▶ [Records]:
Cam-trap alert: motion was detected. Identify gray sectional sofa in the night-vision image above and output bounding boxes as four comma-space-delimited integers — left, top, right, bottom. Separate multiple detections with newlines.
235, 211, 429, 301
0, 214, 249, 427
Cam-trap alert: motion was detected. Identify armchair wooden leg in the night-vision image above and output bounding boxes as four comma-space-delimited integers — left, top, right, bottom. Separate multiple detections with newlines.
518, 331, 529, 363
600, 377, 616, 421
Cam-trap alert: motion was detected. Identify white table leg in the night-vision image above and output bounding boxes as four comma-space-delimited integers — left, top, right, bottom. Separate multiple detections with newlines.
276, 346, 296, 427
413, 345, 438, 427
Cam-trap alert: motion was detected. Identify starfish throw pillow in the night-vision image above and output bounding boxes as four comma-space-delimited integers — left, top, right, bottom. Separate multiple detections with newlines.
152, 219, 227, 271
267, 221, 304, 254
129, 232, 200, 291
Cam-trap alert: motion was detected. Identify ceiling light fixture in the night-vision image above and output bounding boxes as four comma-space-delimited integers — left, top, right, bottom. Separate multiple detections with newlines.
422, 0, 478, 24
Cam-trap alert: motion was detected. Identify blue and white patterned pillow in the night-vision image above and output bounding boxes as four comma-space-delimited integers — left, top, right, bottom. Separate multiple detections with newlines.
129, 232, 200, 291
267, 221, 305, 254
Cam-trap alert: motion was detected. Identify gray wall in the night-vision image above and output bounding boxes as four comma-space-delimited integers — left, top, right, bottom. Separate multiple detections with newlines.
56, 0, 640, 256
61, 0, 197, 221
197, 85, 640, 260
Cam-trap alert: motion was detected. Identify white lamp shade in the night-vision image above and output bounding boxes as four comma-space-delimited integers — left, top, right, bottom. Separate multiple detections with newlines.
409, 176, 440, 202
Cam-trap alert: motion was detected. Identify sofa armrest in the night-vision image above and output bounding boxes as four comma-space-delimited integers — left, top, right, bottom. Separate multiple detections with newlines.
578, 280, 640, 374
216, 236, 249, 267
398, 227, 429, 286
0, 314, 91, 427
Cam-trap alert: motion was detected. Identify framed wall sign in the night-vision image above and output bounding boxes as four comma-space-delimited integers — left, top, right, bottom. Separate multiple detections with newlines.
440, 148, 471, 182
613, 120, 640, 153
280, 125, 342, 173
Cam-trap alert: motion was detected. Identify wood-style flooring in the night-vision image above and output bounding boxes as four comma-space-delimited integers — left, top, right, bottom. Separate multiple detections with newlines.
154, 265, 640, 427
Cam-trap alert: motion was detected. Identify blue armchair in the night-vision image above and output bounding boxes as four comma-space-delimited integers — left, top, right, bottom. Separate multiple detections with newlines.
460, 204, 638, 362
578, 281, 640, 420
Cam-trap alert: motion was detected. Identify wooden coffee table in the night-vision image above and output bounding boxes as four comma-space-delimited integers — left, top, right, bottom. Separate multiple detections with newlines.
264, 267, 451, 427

▶ [Exercise objective]: Pick out every line of the records above that contains the string "wall", matching case exactly, and copy each such line in full.

▶ [Worked answer]:
Cam-trap alert: motion was detected. Identify gray wall in the night-vision image above and output bounding boxes as four comma-space-delimited integers — left, top, right, bottom. Separate multiple detections with newlines.
Cam-trap alert: motion was detected. Identify framed wall sign in the night-vision image above and output bounding boxes as four comma-space-delimited integers — left, top, right, bottom. Separate multiple detections with newlines.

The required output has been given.